Point-per-instance localization data:
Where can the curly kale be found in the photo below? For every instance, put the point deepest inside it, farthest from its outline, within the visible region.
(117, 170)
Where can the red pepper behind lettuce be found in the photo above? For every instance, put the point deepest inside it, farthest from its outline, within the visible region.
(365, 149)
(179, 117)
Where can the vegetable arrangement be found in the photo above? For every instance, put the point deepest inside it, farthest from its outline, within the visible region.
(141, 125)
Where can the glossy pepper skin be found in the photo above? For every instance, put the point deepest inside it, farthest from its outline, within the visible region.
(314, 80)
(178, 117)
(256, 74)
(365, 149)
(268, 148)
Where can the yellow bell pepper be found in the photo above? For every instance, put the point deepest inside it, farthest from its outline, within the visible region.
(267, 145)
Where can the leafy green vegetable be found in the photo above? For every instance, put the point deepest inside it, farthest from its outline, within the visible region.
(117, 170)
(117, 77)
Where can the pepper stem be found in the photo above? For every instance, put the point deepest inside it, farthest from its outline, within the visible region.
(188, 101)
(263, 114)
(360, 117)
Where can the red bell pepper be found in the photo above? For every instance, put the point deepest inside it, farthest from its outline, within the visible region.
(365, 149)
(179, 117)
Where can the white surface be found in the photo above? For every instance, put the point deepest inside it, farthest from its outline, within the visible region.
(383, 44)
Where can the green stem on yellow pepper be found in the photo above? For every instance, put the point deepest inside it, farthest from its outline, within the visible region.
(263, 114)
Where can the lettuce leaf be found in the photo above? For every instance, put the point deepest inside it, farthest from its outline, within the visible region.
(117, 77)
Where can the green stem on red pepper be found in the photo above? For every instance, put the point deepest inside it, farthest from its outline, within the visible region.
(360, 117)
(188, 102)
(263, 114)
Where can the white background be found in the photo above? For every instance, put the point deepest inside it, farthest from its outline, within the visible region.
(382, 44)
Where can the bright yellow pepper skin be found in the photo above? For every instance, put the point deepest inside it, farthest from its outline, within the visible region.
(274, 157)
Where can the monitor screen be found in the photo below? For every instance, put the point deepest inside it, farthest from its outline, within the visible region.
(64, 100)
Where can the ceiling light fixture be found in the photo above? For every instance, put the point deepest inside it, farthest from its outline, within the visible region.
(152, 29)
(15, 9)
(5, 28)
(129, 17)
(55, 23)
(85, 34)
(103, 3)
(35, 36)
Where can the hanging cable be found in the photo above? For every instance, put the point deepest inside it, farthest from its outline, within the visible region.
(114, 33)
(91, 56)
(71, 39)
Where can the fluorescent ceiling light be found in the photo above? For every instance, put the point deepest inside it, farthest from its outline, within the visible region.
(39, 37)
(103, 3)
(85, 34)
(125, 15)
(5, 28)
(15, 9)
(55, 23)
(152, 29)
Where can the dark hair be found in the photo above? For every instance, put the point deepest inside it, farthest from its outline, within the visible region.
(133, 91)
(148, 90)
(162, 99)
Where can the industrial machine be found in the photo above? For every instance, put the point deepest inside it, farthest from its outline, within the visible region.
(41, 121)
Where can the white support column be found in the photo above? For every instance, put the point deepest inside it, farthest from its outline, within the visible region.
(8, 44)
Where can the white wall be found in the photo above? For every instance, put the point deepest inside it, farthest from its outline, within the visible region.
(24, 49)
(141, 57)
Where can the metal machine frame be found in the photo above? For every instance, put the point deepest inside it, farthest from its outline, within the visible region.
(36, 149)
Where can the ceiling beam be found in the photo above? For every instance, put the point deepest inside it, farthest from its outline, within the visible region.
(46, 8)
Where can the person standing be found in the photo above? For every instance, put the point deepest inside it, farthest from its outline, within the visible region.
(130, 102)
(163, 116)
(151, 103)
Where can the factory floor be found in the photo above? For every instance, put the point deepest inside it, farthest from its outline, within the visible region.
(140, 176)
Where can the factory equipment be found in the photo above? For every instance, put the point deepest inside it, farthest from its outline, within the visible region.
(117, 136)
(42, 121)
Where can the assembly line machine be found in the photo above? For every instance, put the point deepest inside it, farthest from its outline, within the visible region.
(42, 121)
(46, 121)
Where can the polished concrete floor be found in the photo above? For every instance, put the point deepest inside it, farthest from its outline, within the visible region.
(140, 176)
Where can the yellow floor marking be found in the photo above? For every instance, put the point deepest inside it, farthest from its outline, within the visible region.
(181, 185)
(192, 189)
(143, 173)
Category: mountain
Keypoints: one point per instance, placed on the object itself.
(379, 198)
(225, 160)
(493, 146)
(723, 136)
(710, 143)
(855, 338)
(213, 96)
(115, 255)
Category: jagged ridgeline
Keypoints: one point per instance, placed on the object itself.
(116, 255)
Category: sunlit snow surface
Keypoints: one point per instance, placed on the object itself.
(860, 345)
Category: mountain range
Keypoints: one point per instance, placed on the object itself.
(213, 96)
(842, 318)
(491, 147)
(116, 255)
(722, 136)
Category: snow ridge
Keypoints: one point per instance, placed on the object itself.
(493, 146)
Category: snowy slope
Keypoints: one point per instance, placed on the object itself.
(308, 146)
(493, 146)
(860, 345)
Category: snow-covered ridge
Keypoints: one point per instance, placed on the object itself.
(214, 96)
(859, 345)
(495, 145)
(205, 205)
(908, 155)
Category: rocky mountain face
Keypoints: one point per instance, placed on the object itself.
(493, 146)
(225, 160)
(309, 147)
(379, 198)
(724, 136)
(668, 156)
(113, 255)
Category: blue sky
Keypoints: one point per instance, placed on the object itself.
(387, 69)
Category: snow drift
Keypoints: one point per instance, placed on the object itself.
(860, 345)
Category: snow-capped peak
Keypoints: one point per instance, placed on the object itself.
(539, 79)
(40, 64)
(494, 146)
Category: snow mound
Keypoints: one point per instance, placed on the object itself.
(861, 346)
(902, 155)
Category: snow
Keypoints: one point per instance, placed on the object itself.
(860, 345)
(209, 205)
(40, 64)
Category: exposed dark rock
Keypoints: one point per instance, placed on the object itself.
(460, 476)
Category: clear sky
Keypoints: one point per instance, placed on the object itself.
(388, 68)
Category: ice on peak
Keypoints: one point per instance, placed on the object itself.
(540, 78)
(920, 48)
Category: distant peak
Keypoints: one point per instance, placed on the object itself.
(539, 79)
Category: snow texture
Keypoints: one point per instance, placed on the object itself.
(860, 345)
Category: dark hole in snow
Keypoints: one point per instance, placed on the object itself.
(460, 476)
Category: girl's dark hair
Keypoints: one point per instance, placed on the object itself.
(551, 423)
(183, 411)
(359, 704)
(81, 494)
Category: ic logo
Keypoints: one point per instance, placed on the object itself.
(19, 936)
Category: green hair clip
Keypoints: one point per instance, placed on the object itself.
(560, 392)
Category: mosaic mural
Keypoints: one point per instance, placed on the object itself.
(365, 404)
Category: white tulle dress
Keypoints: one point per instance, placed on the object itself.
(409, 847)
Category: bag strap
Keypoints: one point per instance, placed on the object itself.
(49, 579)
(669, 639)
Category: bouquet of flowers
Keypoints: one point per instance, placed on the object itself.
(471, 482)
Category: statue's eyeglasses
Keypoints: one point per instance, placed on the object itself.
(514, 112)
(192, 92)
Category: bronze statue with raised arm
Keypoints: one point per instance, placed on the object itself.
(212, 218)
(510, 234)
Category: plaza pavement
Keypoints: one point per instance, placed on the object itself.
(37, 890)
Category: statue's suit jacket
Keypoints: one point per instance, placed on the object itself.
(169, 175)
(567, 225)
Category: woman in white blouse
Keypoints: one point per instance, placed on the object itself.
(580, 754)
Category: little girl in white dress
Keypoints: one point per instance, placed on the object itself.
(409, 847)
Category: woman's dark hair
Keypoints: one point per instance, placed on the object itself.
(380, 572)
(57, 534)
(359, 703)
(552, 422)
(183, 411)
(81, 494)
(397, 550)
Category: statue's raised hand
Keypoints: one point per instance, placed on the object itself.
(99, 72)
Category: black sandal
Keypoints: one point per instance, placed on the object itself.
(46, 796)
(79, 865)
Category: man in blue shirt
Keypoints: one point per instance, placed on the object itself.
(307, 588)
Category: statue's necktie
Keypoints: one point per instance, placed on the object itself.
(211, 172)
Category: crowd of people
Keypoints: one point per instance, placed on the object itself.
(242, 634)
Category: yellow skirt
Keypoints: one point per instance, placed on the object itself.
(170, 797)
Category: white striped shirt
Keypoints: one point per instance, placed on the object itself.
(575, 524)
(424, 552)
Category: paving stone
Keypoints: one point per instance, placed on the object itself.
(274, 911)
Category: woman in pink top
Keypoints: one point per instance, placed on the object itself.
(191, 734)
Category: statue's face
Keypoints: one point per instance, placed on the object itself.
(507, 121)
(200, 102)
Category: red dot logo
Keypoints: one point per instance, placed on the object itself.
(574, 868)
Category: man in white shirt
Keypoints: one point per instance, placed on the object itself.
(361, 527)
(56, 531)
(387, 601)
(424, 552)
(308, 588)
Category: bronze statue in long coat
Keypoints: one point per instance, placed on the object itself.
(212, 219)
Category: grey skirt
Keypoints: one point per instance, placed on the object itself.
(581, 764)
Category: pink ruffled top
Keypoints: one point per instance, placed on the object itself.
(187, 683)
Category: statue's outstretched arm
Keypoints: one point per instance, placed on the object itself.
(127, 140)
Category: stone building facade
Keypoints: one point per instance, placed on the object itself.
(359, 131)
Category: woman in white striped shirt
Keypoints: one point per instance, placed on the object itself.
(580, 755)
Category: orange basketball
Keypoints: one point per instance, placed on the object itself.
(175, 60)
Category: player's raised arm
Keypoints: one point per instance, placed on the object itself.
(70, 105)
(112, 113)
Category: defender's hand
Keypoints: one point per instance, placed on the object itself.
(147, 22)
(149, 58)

- _Task to complete_
Find the line with "Category: statue's raised hand" in the entries above. Retype it and each line after it, exactly, through the line with "Category: yellow skirt", and stop there.

- _Answer for the task_
Category: statue's raised hand
Keypoints: one point per instance, placed on the object itself.
(99, 72)
Category: black sandal
Keypoints: one point per instance, placed on the object itself.
(46, 796)
(79, 865)
Category: man in blue shirt
Keypoints: one point per instance, placed on the object itself.
(307, 588)
Category: statue's necktie
Keypoints: one point per instance, placed on the object itself.
(211, 172)
Category: crowd of people
Keypoints: one point per instance, placed on the object itself.
(242, 634)
Category: yellow skirt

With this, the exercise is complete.